Reproduce the lines of every row below word for word, leaving out the pictures.

Region labeling rows:
--- begin ---

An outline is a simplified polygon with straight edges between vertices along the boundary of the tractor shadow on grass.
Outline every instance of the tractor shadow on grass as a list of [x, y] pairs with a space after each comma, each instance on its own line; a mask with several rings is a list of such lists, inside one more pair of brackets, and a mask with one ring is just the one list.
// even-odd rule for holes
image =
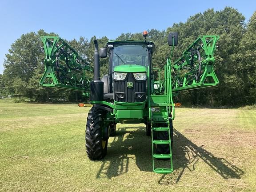
[[[152, 172], [151, 137], [146, 136], [145, 127], [127, 130], [132, 128], [123, 127], [117, 129], [114, 140], [108, 143], [107, 156], [101, 160], [97, 178], [111, 178], [127, 172], [131, 160], [135, 161], [140, 171]], [[176, 129], [173, 133], [174, 172], [163, 175], [158, 181], [160, 184], [177, 183], [186, 169], [195, 170], [200, 159], [225, 179], [240, 179], [244, 173], [225, 159], [216, 157], [203, 146], [197, 146]]]
[[200, 159], [224, 179], [240, 179], [244, 172], [223, 158], [212, 153], [189, 140], [176, 129], [173, 129], [173, 173], [164, 174], [158, 183], [162, 184], [177, 184], [186, 169], [192, 172]]
[[130, 131], [131, 129], [131, 127], [116, 128], [116, 135], [108, 143], [107, 156], [102, 160], [96, 178], [111, 178], [127, 172], [132, 160], [136, 161], [140, 171], [152, 171], [151, 137], [146, 136], [145, 127]]

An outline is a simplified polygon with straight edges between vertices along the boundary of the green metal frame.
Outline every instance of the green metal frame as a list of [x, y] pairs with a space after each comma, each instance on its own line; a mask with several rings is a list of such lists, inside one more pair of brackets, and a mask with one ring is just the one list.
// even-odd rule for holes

--- end ---

**OUTPUT BELOW:**
An outline is a simplified polygon with straight edges between vertices along the boundary of the tractor shadow on grass.
Outline every instance of the tractor shadow on grass as a list of [x, y] pairs with a space after each comma, each instance on its own line; a mask with several rings is a list of such lists, inside one more pair of brackets, and a mask with one ring is just the one list.
// even-odd rule for holes
image =
[[[152, 172], [151, 137], [146, 136], [145, 127], [127, 130], [132, 128], [123, 127], [117, 129], [114, 140], [108, 143], [107, 156], [101, 160], [97, 178], [111, 178], [127, 172], [131, 160], [135, 161], [140, 171]], [[176, 129], [173, 133], [174, 172], [163, 175], [158, 181], [160, 184], [177, 183], [186, 169], [195, 170], [200, 159], [225, 179], [240, 179], [244, 173], [225, 159], [216, 157], [203, 146], [197, 146]]]
[[200, 159], [224, 179], [240, 179], [244, 172], [223, 158], [212, 153], [189, 140], [176, 129], [173, 129], [173, 173], [164, 174], [158, 183], [162, 184], [177, 184], [186, 169], [192, 172]]
[[130, 131], [131, 129], [131, 127], [116, 128], [116, 135], [108, 143], [107, 156], [102, 160], [96, 178], [111, 178], [127, 172], [132, 160], [136, 161], [140, 171], [152, 171], [151, 137], [146, 136], [145, 127]]

An outline is a simplified polygon with straight edges between vertices along the boundary of the green metal frame.
Outline every instance of the green metal frame as a list of [x, y] pairs with a space after each comma, each instance on its own line; a mask with several rings is a list of such lists, inside one more pair of brackets, and a mask with one ring is just the one list.
// even-odd rule for holes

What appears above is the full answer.